- _EXERCISE DESCRIPTION_
Restate the entries below word for word, omitting nothing.

- _DATA FOR THE TASK_

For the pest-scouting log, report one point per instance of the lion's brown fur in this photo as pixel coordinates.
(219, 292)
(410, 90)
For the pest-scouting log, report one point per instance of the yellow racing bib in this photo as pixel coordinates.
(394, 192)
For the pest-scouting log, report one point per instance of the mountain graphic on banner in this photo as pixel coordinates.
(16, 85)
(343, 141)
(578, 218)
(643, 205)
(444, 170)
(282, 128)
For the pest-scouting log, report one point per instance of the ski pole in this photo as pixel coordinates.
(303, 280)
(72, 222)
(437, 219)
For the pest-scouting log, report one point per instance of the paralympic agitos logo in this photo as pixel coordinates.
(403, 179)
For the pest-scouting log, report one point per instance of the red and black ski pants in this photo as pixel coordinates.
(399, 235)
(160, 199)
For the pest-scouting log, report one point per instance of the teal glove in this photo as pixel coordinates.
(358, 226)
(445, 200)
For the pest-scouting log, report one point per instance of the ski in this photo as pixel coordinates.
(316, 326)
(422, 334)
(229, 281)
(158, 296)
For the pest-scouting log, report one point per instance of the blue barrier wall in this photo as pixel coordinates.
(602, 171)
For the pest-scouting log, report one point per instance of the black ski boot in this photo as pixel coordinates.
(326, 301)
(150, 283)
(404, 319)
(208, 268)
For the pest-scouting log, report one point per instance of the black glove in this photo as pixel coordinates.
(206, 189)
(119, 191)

- _RESPONSE TO THE TASK_
For the pest-scouting log, report one point per instance of the lion's brown fur in this photo as pixel coordinates.
(219, 292)
(410, 90)
For the pest-scouting log, report one point per instance of the yellow racing bib in this photo as pixel coordinates.
(394, 192)
For the pest-scouting log, report one point per instance of the mountain graphic on banner in this photo as pixel coordinates.
(16, 85)
(343, 141)
(578, 218)
(643, 205)
(444, 170)
(282, 128)
For the pest-scouting log, report one point per instance of the ski pole in this photo as pixel coordinates.
(303, 280)
(72, 222)
(437, 219)
For the pest-scouting log, report one point per instance of the paralympic agitos logo in this photo as pixel coordinates.
(403, 179)
For the pest-scouting log, report one point per instance of the red and black ski pants in this photo as pixel coordinates.
(399, 235)
(160, 199)
For the pest-scouting log, report one point per instance of the teal glove in this photo as pixel coordinates.
(358, 226)
(445, 200)
For the pest-scouting log, report one point per instance of the ski in this photo as pixel coordinates.
(316, 326)
(422, 334)
(229, 281)
(158, 296)
For the pest-scouting log, report one point per instance of the blue barrier wall in this photo as pixel coordinates.
(602, 171)
For the pest-scouting log, report one point per instance of the black ski boot in this photo as pixel coordinates.
(326, 301)
(150, 283)
(404, 319)
(208, 268)
For the pest-scouting log, report one point per instance of the black glove in this photo as pixel coordinates.
(206, 189)
(119, 191)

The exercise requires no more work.